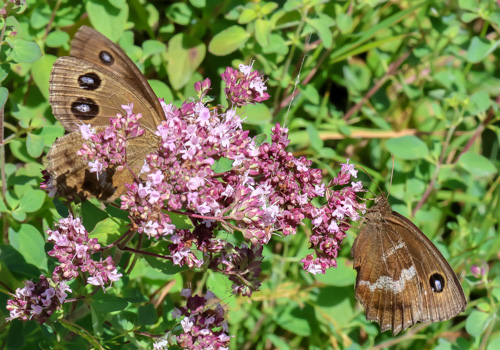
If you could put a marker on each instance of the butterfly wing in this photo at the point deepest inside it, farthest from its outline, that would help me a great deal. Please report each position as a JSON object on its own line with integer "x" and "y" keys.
{"x": 402, "y": 277}
{"x": 82, "y": 92}
{"x": 443, "y": 296}
{"x": 386, "y": 284}
{"x": 91, "y": 46}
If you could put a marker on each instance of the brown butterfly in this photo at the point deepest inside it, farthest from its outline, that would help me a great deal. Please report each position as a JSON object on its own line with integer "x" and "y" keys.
{"x": 402, "y": 278}
{"x": 89, "y": 87}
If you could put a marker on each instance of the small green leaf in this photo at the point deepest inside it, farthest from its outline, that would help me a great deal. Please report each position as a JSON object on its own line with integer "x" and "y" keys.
{"x": 164, "y": 266}
{"x": 41, "y": 73}
{"x": 4, "y": 94}
{"x": 479, "y": 49}
{"x": 25, "y": 51}
{"x": 344, "y": 22}
{"x": 247, "y": 16}
{"x": 108, "y": 19}
{"x": 34, "y": 144}
{"x": 107, "y": 303}
{"x": 30, "y": 243}
{"x": 344, "y": 275}
{"x": 57, "y": 38}
{"x": 4, "y": 71}
{"x": 263, "y": 32}
{"x": 476, "y": 323}
{"x": 407, "y": 147}
{"x": 290, "y": 320}
{"x": 310, "y": 93}
{"x": 477, "y": 164}
{"x": 268, "y": 7}
{"x": 479, "y": 102}
{"x": 316, "y": 142}
{"x": 147, "y": 315}
{"x": 185, "y": 53}
{"x": 198, "y": 3}
{"x": 153, "y": 47}
{"x": 257, "y": 114}
{"x": 222, "y": 165}
{"x": 228, "y": 41}
{"x": 179, "y": 13}
{"x": 91, "y": 215}
{"x": 109, "y": 230}
{"x": 32, "y": 200}
{"x": 162, "y": 90}
{"x": 323, "y": 30}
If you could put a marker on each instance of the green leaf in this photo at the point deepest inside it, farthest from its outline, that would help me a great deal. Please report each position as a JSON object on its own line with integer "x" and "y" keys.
{"x": 278, "y": 342}
{"x": 257, "y": 114}
{"x": 476, "y": 323}
{"x": 185, "y": 53}
{"x": 179, "y": 13}
{"x": 15, "y": 262}
{"x": 479, "y": 49}
{"x": 107, "y": 303}
{"x": 4, "y": 94}
{"x": 198, "y": 3}
{"x": 228, "y": 41}
{"x": 109, "y": 230}
{"x": 290, "y": 320}
{"x": 407, "y": 147}
{"x": 30, "y": 243}
{"x": 108, "y": 19}
{"x": 4, "y": 71}
{"x": 267, "y": 8}
{"x": 322, "y": 28}
{"x": 57, "y": 39}
{"x": 316, "y": 142}
{"x": 181, "y": 222}
{"x": 32, "y": 200}
{"x": 164, "y": 266}
{"x": 222, "y": 165}
{"x": 247, "y": 16}
{"x": 91, "y": 215}
{"x": 41, "y": 73}
{"x": 34, "y": 144}
{"x": 310, "y": 93}
{"x": 263, "y": 31}
{"x": 344, "y": 22}
{"x": 147, "y": 315}
{"x": 479, "y": 102}
{"x": 477, "y": 165}
{"x": 344, "y": 275}
{"x": 153, "y": 47}
{"x": 162, "y": 90}
{"x": 25, "y": 51}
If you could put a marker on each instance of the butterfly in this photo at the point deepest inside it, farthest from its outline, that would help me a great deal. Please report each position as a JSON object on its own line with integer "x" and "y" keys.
{"x": 89, "y": 87}
{"x": 402, "y": 278}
******
• **PROBLEM DETAILS**: Word for word, copy out each record; do not include pictures.

• **ANSWER TO THE PROBLEM**:
If you could put a marker on each instance of the butterfly wing in this photo at the point deepest inside it, farthest from its outline, that would help me a great deal. Please report each position as a JSON object on its own line with integer "x" and "y" keys.
{"x": 402, "y": 277}
{"x": 82, "y": 92}
{"x": 443, "y": 296}
{"x": 386, "y": 284}
{"x": 91, "y": 46}
If you could put a marker on each instance of the brown butterfly in this photo at the point deepest inside it, farthest from its outline, that would help me a great deal. Please report each position as a JSON object on its own line with integer "x" and "y" keys.
{"x": 402, "y": 278}
{"x": 89, "y": 87}
If you could put a marker on each instance of the small green leaf in this photo at the point deepest inside it, farthest from its outline, that would help me a great deal. Please report each position as a JSON object on its own line with integer "x" and "y" keys.
{"x": 164, "y": 266}
{"x": 41, "y": 73}
{"x": 4, "y": 94}
{"x": 479, "y": 49}
{"x": 25, "y": 51}
{"x": 344, "y": 22}
{"x": 247, "y": 16}
{"x": 108, "y": 19}
{"x": 34, "y": 144}
{"x": 107, "y": 303}
{"x": 30, "y": 243}
{"x": 344, "y": 275}
{"x": 57, "y": 38}
{"x": 4, "y": 71}
{"x": 263, "y": 32}
{"x": 476, "y": 323}
{"x": 407, "y": 147}
{"x": 290, "y": 320}
{"x": 310, "y": 93}
{"x": 477, "y": 164}
{"x": 268, "y": 7}
{"x": 479, "y": 102}
{"x": 316, "y": 142}
{"x": 147, "y": 315}
{"x": 185, "y": 53}
{"x": 198, "y": 3}
{"x": 153, "y": 47}
{"x": 257, "y": 114}
{"x": 222, "y": 165}
{"x": 228, "y": 41}
{"x": 179, "y": 13}
{"x": 91, "y": 215}
{"x": 109, "y": 230}
{"x": 32, "y": 200}
{"x": 162, "y": 90}
{"x": 323, "y": 30}
If you could put a marker on each instance of the green leaf in this photo at the point deepest inside it, farthest from its outline, that would help me a great deal. Please report each position as a JSON object on its own line with integer "x" and "y" keys.
{"x": 278, "y": 342}
{"x": 257, "y": 114}
{"x": 476, "y": 323}
{"x": 185, "y": 53}
{"x": 179, "y": 13}
{"x": 15, "y": 262}
{"x": 479, "y": 49}
{"x": 107, "y": 303}
{"x": 4, "y": 94}
{"x": 198, "y": 3}
{"x": 228, "y": 41}
{"x": 109, "y": 230}
{"x": 290, "y": 320}
{"x": 407, "y": 147}
{"x": 30, "y": 243}
{"x": 108, "y": 19}
{"x": 4, "y": 71}
{"x": 267, "y": 8}
{"x": 322, "y": 28}
{"x": 57, "y": 39}
{"x": 316, "y": 142}
{"x": 181, "y": 222}
{"x": 32, "y": 200}
{"x": 164, "y": 266}
{"x": 222, "y": 165}
{"x": 247, "y": 16}
{"x": 91, "y": 215}
{"x": 41, "y": 73}
{"x": 34, "y": 144}
{"x": 310, "y": 93}
{"x": 263, "y": 31}
{"x": 344, "y": 22}
{"x": 147, "y": 315}
{"x": 479, "y": 102}
{"x": 477, "y": 165}
{"x": 344, "y": 275}
{"x": 153, "y": 47}
{"x": 162, "y": 90}
{"x": 25, "y": 51}
If you could put a marker on each instance of the butterfly in this photo at the point deepest inside it, farthest from its outline, that would help me a great deal. Please report each position as a JSON object on its own line with integer "x" and "y" keys.
{"x": 89, "y": 87}
{"x": 402, "y": 278}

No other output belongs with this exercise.